#### Given passage
Vermiculture as a garden composting concept is a little different. It's what I described above, but created in an enclosed and controlled environment. Those are working worms. I am not going to start a worm farm, but i am eventually going to give them a happy home in my compost cans over winter, set them loose in the garden in spring, and repeat.

 

Article from Cornell University                  

About those worms.....

Earthworms are voracious consumers of organic materials and leave a nutrient rich manure called castings in there wake as they work their way through the soil, cycling nutrients between the soil surface and as deep as six feet below. As the castings are neutral in pH, healthy earthworm populations can help to mitigate problems with either high or low pH. In addition to producing up to half of their body weight in nutrient rich castings every day, earthworms also improve garden soils by creating channels which help to aerate the soil and improve drainage, while their slimy, nitrogen-rich secretions help to bind soil particles and increase moisture retention. A soil that is host to a burgeoning earthworm population is likely to be nutrient rich, highly friable, and a joy in which to garden.


Even though the earthworm is actually an 18th century European immigrant to North America, it has since become fairly ubiquitous across the continent. Rich organic soils are reported to harbor up to a million earthworms per acre. So if you want a healthy earthworm population in the garden, it's generally not so much an issue of "importing" worms as it is providing optimal conditions for them to prosper. Avoiding practices that damage or discourage worms, such as applying chemicals, excessive rototilling or spading, as opposed to using a digging fork which leaves the worms unharmed, can also help increase populations.


For earthworms to thrive, they need an ample supply of organic matter, adequate moisture, and oxygen. Additions of compost or well-rotted manure to the soil and thick mulches of shredded leaves, grass clippings, and other organic materials will encourage worm activity by providing food and habitat. In soils that have been severely depleted or heavily treated with chemical fertilizers and pesticides it may take many years to build healthy populations. If good conditions are present for worms and none at all are spotted for a year or two, it might help to bring in a can full of worms from a neighbor's garden for "breeding stock." One of the best gifts my wife and I received when we got married was a can of fat earthworms that we tucked under a pile of mulch in our new garden. The population has continued to grow ever since, and after five years, we rarely turn over a fork full of soil without seeing a worm or three.

A large part of the organic waste generated worldwide ends up choking landfills, producing harmful greenhouse gases as it rots, and creates serious disposal problems for local communities. From kitchen waste to livestock manure, there's just no "over there" to put the stuff any more. Enter the red wiggler worm. From small bins in pantries and cellars, to large-scale commercial vermin-composting operations, billions of red wigglers are literally eating our garbage. On the output end of the system, the use of nutrient-rich, worm casting based products, instead of mined chemical fertilizers, further helps to protect the earth, air, and water from toxic pollution.
########
#### Given data
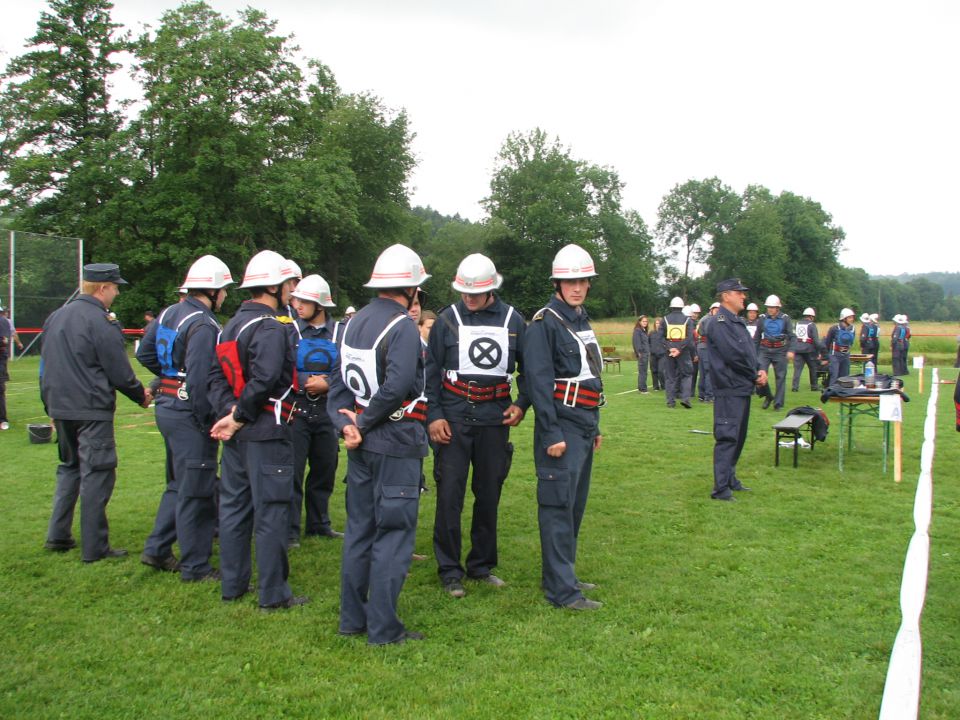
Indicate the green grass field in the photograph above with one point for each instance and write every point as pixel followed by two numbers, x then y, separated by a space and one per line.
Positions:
pixel 782 605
########
Work item:
Reproduce the earthworm passage starting at "Article from Cornell" and ending at "which to garden.", swapping "castings" for "vermicast" throughout.

Solution to this problem:
Article from Cornell University                  

About those worms.....

Earthworms are voracious consumers of organic materials and leave a nutrient rich manure called vermicast in there wake as they work their way through the soil, cycling nutrients between the soil surface and as deep as six feet below. As the vermicast are neutral in pH, healthy earthworm populations can help to mitigate problems with either high or low pH. In addition to producing up to half of their body weight in nutrient rich vermicast every day, earthworms also improve garden soils by creating channels which help to aerate the soil and improve drainage, while their slimy, nitrogen-rich secretions help to bind soil particles and increase moisture retention. A soil that is host to a burgeoning earthworm population is likely to be nutrient rich, highly friable, and a joy in which to garden.